--- AIM OF THE EXERCISE ---
How many lines in the listing below contain the string "mountain"? Case matters; reply with the number alone.

--- TASK INPUT ---
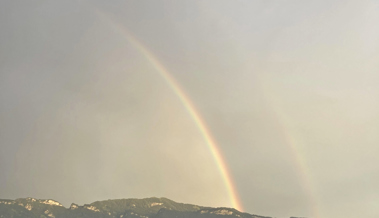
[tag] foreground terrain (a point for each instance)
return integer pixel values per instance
(122, 208)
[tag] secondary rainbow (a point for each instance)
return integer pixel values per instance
(187, 103)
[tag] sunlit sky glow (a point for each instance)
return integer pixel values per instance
(273, 104)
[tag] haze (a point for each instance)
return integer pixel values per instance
(289, 90)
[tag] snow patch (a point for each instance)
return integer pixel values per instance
(7, 202)
(51, 202)
(74, 206)
(92, 208)
(28, 207)
(48, 213)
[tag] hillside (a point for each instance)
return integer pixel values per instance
(120, 208)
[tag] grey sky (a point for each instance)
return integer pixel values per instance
(289, 90)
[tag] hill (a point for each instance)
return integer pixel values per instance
(120, 208)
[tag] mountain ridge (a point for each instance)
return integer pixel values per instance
(115, 208)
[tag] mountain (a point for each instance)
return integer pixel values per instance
(120, 208)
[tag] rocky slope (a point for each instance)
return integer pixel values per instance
(122, 208)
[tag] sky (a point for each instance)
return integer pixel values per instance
(287, 89)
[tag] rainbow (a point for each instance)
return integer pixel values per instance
(187, 103)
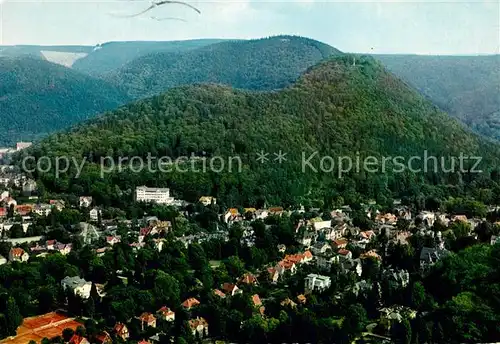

--- OUTPUT ---
2